[Dataset excerpt]
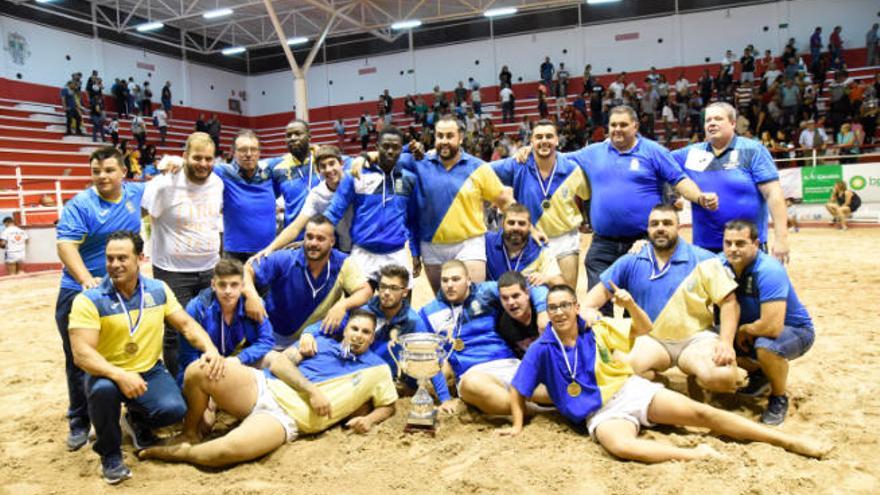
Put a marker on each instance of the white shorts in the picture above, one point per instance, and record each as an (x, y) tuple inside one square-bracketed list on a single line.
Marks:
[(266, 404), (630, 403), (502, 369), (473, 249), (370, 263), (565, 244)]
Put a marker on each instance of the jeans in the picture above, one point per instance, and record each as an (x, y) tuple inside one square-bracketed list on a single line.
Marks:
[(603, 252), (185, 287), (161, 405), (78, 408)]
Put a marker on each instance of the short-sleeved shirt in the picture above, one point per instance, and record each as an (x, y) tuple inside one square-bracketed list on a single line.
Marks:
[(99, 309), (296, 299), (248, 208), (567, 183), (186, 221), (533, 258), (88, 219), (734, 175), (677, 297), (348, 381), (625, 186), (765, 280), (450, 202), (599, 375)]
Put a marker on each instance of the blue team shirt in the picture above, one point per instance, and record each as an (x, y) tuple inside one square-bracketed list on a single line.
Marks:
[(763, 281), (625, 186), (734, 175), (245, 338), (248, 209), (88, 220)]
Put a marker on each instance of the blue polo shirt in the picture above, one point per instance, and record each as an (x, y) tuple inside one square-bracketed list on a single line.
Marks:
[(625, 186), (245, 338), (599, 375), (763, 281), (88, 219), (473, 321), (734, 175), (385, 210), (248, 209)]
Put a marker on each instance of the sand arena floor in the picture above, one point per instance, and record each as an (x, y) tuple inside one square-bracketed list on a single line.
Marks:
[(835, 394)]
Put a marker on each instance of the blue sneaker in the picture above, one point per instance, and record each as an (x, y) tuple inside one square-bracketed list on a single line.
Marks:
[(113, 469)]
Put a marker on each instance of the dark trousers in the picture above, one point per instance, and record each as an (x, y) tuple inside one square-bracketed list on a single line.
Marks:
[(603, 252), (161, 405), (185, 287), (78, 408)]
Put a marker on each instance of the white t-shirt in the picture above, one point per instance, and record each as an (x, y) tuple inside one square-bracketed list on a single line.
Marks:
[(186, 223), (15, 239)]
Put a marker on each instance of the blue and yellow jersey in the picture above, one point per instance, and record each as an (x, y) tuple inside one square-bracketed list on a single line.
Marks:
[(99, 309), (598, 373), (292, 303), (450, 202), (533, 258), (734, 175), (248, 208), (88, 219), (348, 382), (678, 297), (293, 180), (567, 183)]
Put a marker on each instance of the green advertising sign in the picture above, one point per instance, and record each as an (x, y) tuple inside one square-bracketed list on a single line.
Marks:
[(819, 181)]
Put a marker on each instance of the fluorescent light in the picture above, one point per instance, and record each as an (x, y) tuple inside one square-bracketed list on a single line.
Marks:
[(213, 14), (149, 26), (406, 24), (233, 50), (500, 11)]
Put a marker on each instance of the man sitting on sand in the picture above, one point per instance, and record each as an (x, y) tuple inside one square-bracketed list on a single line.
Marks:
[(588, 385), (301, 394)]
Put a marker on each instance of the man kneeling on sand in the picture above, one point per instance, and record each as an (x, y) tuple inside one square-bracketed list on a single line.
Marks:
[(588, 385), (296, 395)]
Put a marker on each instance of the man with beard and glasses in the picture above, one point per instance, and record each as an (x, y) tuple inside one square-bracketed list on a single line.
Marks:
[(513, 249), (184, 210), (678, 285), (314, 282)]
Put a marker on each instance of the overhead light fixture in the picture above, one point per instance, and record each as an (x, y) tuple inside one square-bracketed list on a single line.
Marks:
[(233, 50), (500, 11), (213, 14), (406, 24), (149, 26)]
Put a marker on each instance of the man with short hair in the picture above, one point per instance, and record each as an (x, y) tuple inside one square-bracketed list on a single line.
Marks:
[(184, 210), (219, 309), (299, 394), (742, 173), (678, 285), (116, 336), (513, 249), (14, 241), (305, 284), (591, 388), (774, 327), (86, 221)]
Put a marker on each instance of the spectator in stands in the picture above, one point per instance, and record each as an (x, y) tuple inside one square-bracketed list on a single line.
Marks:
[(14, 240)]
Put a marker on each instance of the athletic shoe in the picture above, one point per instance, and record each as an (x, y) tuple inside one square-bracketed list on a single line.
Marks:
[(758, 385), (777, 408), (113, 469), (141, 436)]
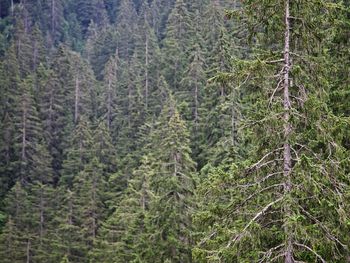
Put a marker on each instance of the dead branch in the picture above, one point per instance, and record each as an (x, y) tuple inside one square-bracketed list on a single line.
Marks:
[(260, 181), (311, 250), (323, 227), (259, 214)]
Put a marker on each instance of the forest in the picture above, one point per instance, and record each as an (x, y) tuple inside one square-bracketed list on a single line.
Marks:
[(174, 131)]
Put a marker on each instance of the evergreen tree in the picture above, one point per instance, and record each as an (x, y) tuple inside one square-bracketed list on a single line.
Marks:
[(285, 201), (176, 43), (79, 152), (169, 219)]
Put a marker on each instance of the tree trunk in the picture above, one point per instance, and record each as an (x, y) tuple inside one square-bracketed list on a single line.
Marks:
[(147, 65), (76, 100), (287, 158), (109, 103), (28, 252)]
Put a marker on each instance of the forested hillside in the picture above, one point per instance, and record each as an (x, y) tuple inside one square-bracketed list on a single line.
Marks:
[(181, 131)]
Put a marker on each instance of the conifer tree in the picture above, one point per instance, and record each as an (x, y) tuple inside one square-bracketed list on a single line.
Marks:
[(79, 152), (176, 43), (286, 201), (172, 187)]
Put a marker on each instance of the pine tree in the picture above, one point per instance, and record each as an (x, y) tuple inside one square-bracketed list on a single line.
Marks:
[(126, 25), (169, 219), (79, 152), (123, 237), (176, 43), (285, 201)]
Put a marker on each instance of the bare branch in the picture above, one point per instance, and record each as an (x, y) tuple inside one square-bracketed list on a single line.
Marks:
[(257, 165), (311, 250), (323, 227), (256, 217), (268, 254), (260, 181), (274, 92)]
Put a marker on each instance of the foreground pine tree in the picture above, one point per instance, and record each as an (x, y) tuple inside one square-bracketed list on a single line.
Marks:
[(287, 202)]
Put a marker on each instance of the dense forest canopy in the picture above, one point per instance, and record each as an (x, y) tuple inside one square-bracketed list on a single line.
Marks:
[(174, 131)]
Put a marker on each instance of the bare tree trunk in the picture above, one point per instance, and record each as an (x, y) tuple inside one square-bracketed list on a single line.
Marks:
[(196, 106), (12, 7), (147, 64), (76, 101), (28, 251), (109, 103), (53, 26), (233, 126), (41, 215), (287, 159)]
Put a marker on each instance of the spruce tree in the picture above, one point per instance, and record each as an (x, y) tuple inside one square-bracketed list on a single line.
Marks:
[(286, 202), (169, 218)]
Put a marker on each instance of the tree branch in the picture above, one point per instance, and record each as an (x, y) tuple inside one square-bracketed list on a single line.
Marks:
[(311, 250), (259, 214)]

==

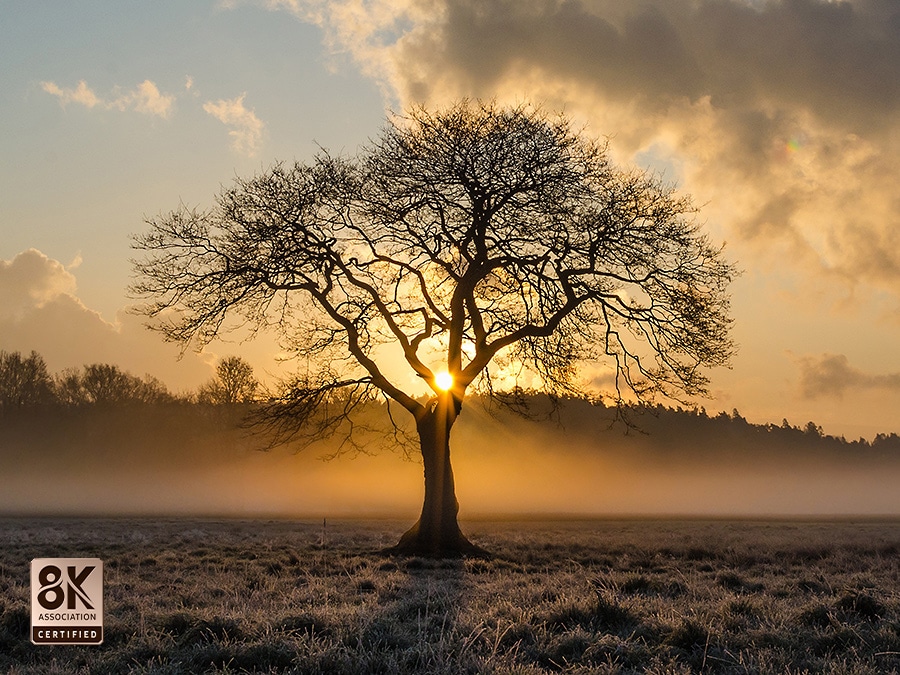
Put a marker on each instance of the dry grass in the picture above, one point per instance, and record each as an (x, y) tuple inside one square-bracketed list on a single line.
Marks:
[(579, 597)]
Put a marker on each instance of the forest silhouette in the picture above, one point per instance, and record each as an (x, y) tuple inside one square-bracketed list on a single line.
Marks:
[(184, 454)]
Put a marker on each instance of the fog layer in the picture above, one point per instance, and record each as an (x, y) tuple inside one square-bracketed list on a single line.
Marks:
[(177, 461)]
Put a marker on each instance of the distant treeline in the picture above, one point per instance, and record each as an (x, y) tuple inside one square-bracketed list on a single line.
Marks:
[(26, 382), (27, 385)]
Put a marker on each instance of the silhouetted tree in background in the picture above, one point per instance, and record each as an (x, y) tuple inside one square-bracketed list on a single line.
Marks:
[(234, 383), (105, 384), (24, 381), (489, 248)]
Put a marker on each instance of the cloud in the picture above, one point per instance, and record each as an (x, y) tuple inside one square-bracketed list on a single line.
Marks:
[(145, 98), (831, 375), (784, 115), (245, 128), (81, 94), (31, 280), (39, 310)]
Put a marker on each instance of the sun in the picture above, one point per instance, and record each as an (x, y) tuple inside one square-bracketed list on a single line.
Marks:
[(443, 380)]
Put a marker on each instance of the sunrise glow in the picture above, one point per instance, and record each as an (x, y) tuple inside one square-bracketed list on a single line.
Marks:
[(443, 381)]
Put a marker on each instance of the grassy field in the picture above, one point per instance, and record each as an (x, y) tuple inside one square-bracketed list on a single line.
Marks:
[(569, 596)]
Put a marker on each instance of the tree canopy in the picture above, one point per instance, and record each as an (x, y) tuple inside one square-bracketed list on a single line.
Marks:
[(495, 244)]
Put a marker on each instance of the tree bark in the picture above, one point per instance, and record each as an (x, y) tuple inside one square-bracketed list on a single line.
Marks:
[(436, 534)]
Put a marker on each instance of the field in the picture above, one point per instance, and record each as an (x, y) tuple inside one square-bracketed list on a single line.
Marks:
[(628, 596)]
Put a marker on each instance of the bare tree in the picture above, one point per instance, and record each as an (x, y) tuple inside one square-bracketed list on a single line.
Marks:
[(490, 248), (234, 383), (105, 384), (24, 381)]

...

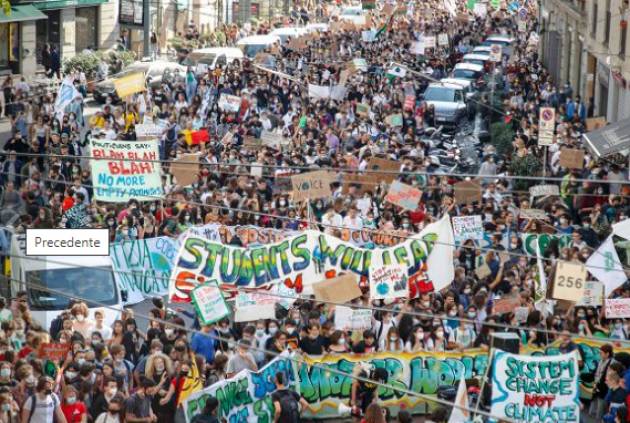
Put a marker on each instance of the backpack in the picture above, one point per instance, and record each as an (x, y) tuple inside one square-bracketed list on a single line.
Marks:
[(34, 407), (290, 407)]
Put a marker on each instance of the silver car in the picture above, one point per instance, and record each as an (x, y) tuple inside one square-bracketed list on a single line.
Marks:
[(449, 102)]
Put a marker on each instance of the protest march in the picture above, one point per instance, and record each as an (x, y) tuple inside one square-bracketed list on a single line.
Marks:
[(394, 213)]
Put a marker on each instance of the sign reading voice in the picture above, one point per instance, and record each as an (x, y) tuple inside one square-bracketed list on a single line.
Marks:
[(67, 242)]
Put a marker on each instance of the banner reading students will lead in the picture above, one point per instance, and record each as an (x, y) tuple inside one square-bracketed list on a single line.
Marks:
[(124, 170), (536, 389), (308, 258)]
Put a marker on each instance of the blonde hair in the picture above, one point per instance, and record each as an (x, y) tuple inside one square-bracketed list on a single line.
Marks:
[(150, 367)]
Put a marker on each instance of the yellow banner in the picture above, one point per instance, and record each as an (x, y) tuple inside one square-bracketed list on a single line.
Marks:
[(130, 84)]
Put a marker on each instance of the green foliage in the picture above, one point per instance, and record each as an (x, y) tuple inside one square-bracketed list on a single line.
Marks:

Task objective – Return, word for word, the part of the material that starts with the line containing "Put a marker on each instance of the tree branch" and ends with the line containing "[(311, 250), (259, 214)]", including both of those lines.

Response below –
Put a marker on each instance of the tree branch in the picture above, one point per instance, and record each as an (x, y) tuple inside one square-bracketed list on a single line.
Marks:
[(311, 250), (259, 214)]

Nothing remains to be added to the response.